Job:
Please format the rows below as a two-column CSV with the headers input and output, giving each row's text in input and its answer in output, each field quoted and with line breaks turned into spaces. Cover every row and leave the pictures out.

Data excerpts:
-- Start --
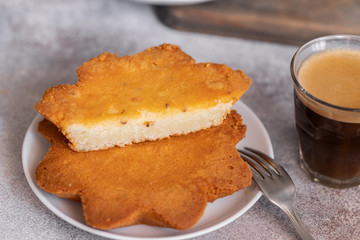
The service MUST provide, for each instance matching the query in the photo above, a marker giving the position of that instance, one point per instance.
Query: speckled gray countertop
(43, 42)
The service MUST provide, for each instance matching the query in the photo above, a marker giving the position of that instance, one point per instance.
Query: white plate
(172, 2)
(217, 214)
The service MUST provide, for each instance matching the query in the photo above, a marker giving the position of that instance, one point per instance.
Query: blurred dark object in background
(284, 21)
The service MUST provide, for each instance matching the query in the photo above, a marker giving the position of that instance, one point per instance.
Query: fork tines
(255, 158)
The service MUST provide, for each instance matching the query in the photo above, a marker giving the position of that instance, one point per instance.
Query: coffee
(333, 76)
(326, 74)
(329, 147)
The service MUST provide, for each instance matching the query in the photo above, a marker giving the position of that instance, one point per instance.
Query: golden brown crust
(163, 183)
(160, 79)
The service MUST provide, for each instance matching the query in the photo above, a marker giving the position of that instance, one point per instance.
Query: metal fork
(276, 185)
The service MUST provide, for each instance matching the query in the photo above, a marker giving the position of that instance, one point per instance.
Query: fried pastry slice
(163, 183)
(148, 96)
-- End --
Solution:
input,output
"The service MUST provide, for each instance matching the query in the photo above, a marker giving the position of that instance, one point per instance. Query: speckled gray countertop","(43, 42)"
"The service MUST provide, for each instance matching the query in the photo above, a marker giving the position of that instance, one point per instance. Query: white plate","(172, 2) (217, 214)"
"The service MUST provide, for each instance matching the query in the photo above, a marker giving the position of that instance, one point per instance. Query: blurred dark object in background","(284, 21)"
"The service MUST provide, for each instance matching the query in the photo above, a marker giving the position of that instance, one point per instance. Query: fork tines","(255, 158)"
"The service MUST provide, for each instance matching the query in the photo above, a marker giving the position of that instance, one point per instance. Query: coffee","(333, 76) (326, 74) (329, 147)"
"The service MUST provide, for each instance matching the query in the photo above, a marker giving the position of that instance, one point per instance. Query: golden brown crust","(163, 183) (160, 79)"
"The service MUST provide, for each instance matching the query in the photo above, a marker giving the position of that instance, one point per instance. Query: metal fork","(276, 185)"
"The service MUST provide, for each instance matching the query in the photo above, a marker giving the position of that instance, one point per instance. Query: fried pastry slice","(163, 183) (148, 96)"